(Point annotation records)
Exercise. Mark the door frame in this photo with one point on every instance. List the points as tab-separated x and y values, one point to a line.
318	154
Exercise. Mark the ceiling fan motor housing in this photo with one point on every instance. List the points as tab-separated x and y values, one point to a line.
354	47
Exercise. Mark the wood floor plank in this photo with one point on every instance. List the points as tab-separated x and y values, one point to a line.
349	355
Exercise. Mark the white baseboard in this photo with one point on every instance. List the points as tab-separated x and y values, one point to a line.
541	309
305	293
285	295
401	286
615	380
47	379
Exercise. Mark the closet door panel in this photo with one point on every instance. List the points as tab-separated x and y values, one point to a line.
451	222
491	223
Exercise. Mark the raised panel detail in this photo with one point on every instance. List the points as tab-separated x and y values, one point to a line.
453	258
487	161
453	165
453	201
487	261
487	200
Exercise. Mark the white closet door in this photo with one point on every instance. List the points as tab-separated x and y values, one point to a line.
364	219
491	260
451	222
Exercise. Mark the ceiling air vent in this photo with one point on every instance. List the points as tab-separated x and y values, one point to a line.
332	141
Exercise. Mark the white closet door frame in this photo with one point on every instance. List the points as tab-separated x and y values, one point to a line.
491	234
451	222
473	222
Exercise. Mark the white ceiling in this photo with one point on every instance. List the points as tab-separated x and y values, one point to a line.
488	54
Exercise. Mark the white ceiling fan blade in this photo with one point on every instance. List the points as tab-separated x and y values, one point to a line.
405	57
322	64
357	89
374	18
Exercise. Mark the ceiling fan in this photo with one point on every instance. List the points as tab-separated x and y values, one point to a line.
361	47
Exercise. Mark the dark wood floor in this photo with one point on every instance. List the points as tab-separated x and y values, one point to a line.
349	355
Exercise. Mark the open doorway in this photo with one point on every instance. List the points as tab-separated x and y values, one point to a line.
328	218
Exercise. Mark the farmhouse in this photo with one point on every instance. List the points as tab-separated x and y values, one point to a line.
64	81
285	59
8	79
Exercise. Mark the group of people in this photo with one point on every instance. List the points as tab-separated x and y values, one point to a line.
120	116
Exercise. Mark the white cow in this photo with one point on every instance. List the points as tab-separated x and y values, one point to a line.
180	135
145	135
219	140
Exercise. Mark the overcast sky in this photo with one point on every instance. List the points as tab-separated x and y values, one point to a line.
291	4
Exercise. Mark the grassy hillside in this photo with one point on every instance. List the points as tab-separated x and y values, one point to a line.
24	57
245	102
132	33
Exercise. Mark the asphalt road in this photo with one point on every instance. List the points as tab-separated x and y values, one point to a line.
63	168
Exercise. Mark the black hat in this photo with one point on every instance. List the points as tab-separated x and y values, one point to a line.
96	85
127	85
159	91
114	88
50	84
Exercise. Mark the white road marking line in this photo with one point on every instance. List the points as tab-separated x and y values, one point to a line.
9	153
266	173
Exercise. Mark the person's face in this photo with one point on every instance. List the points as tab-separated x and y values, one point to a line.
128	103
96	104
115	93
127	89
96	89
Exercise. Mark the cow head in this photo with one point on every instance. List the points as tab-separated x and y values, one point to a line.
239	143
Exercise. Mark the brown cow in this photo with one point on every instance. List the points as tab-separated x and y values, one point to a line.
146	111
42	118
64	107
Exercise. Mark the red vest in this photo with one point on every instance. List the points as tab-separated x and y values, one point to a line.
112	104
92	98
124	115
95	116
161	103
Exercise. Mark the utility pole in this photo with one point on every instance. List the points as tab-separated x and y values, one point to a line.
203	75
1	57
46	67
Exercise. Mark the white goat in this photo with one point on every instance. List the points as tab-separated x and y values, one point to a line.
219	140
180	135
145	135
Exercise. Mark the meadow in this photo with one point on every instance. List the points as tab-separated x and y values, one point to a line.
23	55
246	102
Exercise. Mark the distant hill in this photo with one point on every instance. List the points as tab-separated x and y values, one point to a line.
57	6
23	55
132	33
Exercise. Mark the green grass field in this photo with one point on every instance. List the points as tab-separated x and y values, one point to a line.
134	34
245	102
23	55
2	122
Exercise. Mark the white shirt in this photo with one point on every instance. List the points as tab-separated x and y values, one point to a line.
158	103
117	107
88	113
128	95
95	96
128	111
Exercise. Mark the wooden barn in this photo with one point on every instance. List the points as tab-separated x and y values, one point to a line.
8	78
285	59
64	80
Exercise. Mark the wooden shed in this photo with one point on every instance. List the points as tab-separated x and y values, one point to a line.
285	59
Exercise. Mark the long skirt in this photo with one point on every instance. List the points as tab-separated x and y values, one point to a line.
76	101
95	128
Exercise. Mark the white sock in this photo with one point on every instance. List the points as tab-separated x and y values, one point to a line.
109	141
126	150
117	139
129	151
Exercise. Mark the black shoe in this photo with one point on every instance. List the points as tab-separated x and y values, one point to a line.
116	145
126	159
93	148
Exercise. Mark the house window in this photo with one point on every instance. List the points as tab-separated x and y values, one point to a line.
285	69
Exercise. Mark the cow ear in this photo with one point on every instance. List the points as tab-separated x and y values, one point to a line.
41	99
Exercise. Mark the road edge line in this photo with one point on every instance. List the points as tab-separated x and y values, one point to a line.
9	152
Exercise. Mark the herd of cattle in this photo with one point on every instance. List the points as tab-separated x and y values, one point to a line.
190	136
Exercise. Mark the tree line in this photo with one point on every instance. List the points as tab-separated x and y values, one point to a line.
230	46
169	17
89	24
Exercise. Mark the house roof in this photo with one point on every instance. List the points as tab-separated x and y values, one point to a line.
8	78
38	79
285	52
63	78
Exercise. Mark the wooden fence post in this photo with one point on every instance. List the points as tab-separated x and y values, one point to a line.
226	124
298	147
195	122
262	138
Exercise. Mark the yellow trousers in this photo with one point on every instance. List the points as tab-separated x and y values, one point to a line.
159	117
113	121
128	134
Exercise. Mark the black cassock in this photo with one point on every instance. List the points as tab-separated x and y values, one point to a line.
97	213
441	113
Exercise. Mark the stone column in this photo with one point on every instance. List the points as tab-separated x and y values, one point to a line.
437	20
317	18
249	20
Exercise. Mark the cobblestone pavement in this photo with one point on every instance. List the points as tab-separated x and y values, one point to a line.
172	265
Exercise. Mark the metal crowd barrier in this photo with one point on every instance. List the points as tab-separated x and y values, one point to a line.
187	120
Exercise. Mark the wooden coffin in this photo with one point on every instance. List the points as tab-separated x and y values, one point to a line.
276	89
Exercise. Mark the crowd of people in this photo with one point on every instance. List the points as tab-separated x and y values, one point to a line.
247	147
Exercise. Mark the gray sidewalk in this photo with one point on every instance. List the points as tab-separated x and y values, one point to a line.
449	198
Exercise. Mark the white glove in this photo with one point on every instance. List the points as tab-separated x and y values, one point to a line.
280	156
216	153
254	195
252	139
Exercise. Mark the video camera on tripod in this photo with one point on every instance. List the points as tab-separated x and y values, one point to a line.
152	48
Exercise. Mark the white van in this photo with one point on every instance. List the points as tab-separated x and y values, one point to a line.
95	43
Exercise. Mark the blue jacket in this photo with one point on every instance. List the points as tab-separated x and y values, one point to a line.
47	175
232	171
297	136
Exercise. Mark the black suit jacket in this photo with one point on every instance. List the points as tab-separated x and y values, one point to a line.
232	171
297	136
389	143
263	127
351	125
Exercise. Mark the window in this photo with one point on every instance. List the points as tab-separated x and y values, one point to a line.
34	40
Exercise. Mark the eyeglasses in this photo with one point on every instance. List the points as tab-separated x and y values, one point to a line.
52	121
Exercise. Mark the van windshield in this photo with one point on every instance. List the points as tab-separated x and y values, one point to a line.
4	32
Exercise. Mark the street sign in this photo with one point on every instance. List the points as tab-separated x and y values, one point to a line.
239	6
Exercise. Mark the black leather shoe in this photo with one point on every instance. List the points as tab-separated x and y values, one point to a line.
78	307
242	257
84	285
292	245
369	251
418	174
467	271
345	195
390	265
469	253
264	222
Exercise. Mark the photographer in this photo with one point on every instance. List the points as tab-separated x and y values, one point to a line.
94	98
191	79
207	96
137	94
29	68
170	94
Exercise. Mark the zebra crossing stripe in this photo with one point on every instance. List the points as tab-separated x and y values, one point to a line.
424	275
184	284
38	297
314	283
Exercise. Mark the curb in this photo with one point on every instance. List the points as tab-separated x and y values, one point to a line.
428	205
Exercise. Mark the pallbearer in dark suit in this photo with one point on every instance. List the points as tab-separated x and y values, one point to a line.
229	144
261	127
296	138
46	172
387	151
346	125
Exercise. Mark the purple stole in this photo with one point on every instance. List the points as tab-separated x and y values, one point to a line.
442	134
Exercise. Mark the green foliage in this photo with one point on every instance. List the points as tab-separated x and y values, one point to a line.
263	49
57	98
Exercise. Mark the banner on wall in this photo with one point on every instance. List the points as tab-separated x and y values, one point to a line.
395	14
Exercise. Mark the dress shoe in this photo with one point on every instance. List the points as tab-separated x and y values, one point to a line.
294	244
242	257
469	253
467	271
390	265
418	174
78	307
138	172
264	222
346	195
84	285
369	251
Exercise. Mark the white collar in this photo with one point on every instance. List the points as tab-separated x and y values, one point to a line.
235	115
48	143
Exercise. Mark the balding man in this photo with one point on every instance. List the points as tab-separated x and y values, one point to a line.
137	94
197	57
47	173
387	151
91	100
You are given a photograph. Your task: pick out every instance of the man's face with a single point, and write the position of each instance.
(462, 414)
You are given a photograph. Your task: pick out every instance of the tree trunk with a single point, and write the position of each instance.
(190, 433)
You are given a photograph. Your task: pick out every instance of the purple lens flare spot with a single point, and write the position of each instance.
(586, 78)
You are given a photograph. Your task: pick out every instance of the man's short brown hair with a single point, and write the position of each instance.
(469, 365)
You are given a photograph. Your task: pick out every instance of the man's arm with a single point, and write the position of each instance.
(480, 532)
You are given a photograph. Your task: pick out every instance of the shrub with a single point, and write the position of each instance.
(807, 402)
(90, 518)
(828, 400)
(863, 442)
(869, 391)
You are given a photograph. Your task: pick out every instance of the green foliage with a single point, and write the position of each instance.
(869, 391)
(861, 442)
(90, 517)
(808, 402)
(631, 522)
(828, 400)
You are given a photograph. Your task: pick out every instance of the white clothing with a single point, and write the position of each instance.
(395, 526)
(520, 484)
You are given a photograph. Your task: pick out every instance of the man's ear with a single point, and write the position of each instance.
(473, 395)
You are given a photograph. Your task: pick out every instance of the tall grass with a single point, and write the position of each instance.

The request — From the line containing "of the white" down to the last line, reproduce the records exactly. Include both ends.

Answer to this exercise —
You are given a photograph. Your task: pick out every instance of the white clothing with a single point, and write the position of each instance.
(395, 526)
(520, 484)
You are given a photograph. Your task: pick out every instance of the man's ear with a single point, and write the position of each instance.
(473, 395)
You are given a photograph. Your task: pick out every instance of the tall grass with a single point, and write the position of each instance.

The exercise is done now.